What to do:
1. Update the biography: begin at the words "- Children: 2" and stop after "series Rebelde Way.", replacing "debut appearance" with "first appearance".
2. Return every line of the rows below that contains the word "colorful", matching its case.

- Born: Ángeles Constanza Balbiani Morea August 7, 1981 (age 43) Buenos Aires, Argentina
- Occupations: Actress; Model; Television presenter; Journalist;
- Years active: 2002-present
- Spouse: Félix Maglione ​ ​(m. 2007; div. 2019)​
- Partner: Juan Ciampi (2018-present)
- Children: 2
- Parent(s): José Manuel Balbiani Méndez and Bárbara Morea

= Ángeles Balbiani =

Argentine actress, model, television presenter and journalist

Ángeles Constanza Balbiani Morea (born August 7, 1981) better known as Angie Balbiani is an Argentine actress, model, television presenter and journalist.

== Biography ==
Ángeles Constanza Balbiani Morea was born on August 7, 1981, in Buenos Aires, Argentina. She made her debut appearance in media as a child model, aged three. Balbiani was the student at the University of Dramatic Arts in Buenos Aires, when she landed her first role on television series Rebelde Way.

== Career ==
===Television career===
From 2002 to 2003, Balbiani landed the role of Felicitas Mitre on teenage soap opera Rebelde Way, created by Chiquititas author Cris Morena. Thanks to this role, Balbiani became a recognized television actress in many countries worldwide, including Eastern and Southern Europe, Israel and Latin America. She co-starred Luisana Lopilato, Camila Bordonaba, Benjamín Rojas and Felipe Colombo. In one episode of Rebelde Way, she performed Erreway song "Inmortal", and was a member of Erreway in television series for a very short time. Balbiani was also the companion of Erreway on their tours, Erreway en Grand Rex (2002), Nuestro Tiempo (2003) and Gira 2004 (2004).

Provided records:

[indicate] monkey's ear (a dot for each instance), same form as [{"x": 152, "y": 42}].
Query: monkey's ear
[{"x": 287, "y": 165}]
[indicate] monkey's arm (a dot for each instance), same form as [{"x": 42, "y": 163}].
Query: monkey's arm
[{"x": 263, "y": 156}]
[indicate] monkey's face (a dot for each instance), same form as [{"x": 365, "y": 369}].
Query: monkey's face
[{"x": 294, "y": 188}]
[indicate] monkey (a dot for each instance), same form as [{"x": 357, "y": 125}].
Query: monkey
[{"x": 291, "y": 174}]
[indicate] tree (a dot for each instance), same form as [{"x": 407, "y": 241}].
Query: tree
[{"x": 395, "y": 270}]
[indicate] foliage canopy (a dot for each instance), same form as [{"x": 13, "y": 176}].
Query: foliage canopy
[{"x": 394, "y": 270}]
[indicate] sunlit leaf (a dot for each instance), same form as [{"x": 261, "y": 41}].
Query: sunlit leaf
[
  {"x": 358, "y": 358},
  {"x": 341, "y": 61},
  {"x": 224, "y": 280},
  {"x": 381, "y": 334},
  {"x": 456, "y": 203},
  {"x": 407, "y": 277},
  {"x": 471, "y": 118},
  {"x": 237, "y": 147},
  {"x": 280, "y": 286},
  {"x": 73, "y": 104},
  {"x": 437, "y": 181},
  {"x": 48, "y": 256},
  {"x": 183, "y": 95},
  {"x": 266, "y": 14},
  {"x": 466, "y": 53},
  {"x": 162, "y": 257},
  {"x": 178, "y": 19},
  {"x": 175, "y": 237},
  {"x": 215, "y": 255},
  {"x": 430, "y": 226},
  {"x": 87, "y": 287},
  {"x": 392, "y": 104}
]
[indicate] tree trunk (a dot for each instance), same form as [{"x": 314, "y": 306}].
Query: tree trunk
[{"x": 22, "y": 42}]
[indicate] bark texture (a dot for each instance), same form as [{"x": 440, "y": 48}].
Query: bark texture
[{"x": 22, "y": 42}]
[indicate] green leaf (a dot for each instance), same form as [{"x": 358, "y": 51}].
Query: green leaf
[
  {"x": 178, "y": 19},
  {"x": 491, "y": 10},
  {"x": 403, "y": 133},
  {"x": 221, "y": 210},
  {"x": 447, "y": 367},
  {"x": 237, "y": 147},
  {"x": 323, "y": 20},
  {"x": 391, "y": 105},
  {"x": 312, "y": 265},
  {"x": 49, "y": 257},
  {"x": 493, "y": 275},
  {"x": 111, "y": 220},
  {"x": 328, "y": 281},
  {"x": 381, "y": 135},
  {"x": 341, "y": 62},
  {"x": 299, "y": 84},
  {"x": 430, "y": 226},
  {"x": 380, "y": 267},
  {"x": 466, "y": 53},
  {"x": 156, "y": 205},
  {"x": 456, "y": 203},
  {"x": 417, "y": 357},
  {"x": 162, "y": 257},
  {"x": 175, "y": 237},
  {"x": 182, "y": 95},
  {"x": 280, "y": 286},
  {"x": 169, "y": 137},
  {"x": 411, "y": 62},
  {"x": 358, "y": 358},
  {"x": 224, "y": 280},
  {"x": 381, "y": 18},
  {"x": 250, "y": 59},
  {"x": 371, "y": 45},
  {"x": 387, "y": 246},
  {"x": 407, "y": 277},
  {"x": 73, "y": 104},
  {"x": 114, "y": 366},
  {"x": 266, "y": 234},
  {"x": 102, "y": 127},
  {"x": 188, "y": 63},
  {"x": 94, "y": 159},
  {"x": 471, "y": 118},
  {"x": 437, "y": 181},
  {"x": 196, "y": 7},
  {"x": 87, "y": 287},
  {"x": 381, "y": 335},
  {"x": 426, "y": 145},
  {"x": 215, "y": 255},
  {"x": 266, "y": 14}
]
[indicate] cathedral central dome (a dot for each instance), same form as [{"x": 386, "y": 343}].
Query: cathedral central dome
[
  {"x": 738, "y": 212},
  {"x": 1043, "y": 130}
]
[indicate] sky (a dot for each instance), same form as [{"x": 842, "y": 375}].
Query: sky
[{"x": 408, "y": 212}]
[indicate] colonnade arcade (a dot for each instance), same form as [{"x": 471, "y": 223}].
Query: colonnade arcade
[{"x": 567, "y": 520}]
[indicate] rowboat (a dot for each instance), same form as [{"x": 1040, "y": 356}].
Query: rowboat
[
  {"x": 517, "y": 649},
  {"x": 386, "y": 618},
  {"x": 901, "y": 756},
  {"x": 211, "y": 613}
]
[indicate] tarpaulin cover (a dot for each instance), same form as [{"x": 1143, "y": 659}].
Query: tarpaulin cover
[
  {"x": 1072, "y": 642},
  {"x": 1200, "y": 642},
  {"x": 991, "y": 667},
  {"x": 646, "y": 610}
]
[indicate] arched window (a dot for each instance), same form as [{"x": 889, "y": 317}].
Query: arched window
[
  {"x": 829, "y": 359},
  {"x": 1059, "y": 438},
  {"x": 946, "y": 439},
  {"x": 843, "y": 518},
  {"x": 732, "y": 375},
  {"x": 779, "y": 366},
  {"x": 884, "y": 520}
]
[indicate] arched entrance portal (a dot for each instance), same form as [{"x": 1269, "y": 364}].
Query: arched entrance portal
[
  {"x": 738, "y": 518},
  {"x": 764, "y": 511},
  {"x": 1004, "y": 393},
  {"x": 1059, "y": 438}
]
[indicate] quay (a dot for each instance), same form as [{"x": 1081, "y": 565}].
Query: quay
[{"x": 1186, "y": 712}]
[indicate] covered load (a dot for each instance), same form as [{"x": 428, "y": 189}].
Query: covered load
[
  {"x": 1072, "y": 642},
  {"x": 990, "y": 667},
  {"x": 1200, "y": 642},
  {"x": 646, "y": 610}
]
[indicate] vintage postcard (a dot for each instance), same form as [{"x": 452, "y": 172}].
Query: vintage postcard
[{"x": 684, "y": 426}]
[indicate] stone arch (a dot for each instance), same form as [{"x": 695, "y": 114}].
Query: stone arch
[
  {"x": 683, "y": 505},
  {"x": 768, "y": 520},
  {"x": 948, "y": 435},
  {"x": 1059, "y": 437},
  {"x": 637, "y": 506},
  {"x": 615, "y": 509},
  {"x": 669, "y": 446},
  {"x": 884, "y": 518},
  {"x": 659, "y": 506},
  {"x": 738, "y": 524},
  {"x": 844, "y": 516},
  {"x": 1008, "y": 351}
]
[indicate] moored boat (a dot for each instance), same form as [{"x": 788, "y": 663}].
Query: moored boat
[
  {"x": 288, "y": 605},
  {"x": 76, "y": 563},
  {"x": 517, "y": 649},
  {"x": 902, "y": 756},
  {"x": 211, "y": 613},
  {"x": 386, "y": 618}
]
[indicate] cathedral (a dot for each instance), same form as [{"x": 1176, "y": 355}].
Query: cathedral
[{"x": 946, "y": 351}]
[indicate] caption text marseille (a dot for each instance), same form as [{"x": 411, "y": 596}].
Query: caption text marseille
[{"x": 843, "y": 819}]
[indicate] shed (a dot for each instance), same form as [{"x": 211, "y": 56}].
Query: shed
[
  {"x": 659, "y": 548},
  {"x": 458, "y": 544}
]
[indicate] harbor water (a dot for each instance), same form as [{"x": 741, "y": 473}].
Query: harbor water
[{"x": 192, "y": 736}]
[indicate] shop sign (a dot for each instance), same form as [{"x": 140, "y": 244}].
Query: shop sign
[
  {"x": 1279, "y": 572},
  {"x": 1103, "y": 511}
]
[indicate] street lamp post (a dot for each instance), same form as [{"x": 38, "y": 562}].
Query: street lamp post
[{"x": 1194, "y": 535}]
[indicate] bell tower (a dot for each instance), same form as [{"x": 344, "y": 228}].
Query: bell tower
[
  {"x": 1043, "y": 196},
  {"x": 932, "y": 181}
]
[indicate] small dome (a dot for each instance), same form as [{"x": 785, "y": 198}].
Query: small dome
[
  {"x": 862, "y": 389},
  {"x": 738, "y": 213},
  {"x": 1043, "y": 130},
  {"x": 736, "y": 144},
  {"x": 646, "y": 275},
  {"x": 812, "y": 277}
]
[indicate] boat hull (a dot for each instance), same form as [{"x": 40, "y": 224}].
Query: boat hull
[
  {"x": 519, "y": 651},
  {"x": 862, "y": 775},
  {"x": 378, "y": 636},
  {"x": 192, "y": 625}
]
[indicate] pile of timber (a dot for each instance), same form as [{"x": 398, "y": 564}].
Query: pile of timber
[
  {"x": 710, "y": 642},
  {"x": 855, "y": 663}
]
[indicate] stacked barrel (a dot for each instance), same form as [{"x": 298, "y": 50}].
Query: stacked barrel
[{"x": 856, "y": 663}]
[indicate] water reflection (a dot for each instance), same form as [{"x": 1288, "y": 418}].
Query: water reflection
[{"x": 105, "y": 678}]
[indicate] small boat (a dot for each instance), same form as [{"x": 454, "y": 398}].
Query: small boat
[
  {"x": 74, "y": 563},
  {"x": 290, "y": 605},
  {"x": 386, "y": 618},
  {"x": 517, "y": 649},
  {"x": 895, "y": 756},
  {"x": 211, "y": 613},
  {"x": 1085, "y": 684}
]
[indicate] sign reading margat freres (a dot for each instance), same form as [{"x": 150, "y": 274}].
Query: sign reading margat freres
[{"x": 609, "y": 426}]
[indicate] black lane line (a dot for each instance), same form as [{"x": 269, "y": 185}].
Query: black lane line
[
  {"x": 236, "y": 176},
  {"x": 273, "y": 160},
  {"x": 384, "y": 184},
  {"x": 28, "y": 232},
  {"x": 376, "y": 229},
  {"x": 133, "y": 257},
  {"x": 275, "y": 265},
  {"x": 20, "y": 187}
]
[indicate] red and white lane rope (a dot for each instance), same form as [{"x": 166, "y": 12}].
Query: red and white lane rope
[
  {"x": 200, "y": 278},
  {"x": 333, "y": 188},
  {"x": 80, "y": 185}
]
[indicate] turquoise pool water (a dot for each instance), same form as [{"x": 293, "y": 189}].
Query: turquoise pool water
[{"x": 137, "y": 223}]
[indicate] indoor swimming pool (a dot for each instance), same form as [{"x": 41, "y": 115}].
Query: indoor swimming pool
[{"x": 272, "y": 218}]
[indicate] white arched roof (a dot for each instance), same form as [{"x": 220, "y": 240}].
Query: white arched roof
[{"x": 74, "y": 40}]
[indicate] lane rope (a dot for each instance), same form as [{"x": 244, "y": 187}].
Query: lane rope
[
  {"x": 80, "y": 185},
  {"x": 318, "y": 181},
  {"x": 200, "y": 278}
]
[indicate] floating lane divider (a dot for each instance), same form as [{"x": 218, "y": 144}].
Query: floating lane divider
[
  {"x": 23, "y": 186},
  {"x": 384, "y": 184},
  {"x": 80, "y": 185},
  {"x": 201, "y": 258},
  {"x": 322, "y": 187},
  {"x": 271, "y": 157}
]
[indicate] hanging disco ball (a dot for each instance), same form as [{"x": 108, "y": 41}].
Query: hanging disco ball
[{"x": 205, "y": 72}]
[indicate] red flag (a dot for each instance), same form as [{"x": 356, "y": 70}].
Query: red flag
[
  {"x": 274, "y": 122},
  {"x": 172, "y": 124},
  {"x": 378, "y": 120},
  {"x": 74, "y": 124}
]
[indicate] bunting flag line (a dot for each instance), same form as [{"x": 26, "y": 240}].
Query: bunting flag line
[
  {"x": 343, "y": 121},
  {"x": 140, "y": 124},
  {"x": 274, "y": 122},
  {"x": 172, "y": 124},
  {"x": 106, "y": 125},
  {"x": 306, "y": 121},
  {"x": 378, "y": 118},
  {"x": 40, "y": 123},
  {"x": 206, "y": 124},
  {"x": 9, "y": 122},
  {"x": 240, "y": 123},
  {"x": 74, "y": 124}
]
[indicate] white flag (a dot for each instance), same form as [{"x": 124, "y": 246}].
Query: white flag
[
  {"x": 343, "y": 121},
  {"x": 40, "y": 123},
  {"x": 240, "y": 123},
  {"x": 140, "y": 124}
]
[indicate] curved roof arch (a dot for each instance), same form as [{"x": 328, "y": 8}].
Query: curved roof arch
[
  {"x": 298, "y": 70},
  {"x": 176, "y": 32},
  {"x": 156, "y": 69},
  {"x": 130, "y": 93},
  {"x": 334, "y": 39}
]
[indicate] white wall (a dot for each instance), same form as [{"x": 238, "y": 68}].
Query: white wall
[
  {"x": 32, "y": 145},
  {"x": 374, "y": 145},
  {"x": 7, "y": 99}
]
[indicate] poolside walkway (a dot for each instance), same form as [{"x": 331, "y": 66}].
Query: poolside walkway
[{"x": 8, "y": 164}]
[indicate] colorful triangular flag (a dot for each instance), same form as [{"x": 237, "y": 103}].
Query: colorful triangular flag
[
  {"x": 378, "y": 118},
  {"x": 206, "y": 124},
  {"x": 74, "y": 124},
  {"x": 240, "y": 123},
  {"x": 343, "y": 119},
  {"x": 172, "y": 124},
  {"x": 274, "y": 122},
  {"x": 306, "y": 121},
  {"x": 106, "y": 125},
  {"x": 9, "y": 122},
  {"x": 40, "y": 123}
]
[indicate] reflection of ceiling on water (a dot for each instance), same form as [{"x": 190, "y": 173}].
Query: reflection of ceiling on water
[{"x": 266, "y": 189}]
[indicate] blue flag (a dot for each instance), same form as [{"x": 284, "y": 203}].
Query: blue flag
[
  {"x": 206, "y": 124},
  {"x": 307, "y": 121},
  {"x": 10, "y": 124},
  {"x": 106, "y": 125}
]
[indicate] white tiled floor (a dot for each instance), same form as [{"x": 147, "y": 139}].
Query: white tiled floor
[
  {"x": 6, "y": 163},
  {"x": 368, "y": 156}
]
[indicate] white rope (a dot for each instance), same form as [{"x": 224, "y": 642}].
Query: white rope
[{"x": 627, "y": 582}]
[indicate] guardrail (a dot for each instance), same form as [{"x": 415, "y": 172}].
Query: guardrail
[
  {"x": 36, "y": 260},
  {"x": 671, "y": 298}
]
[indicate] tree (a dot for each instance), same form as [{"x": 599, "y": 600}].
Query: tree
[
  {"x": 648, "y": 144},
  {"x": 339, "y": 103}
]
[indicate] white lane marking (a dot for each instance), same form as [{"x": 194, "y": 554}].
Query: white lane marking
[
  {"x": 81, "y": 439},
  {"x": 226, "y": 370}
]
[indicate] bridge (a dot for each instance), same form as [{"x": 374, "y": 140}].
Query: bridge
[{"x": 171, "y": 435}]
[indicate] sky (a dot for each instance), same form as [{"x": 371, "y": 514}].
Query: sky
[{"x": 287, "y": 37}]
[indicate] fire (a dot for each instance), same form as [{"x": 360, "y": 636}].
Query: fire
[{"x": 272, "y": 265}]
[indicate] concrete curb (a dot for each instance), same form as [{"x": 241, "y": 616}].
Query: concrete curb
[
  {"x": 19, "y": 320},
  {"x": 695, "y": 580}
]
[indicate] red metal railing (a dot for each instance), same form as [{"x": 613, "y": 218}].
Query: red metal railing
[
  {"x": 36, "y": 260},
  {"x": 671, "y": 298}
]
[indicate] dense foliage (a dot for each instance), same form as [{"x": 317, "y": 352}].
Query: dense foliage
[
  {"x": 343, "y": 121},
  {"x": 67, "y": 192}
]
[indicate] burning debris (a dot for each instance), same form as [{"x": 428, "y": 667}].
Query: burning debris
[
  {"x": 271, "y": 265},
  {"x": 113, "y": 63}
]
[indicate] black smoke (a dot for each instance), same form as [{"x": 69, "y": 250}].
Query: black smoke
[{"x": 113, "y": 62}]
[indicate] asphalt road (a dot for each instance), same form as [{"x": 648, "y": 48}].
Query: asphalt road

Solutions below:
1.
- Children: 2
- Parent(s): José Manuel Balbiani Méndez and Bárbara Morea

= Ángeles Balbiani =

Argentine actress, model, television presenter and journalist

Ángeles Constanza Balbiani Morea (born August 7, 1981) better known as Angie Balbiani is an Argentine actress, model, television presenter and journalist.

== Biography ==
Ángeles Constanza Balbiani Morea was born on August 7, 1981, in Buenos Aires, Argentina. She made her first appearance in media as a child model, aged three. Balbiani was the student at the University of Dramatic Arts in Buenos Aires, when she landed her first role on television series Rebelde Way.

2.
[indicate] colorful triangular flag (a dot for each instance), same form as [{"x": 237, "y": 103}].
Query: colorful triangular flag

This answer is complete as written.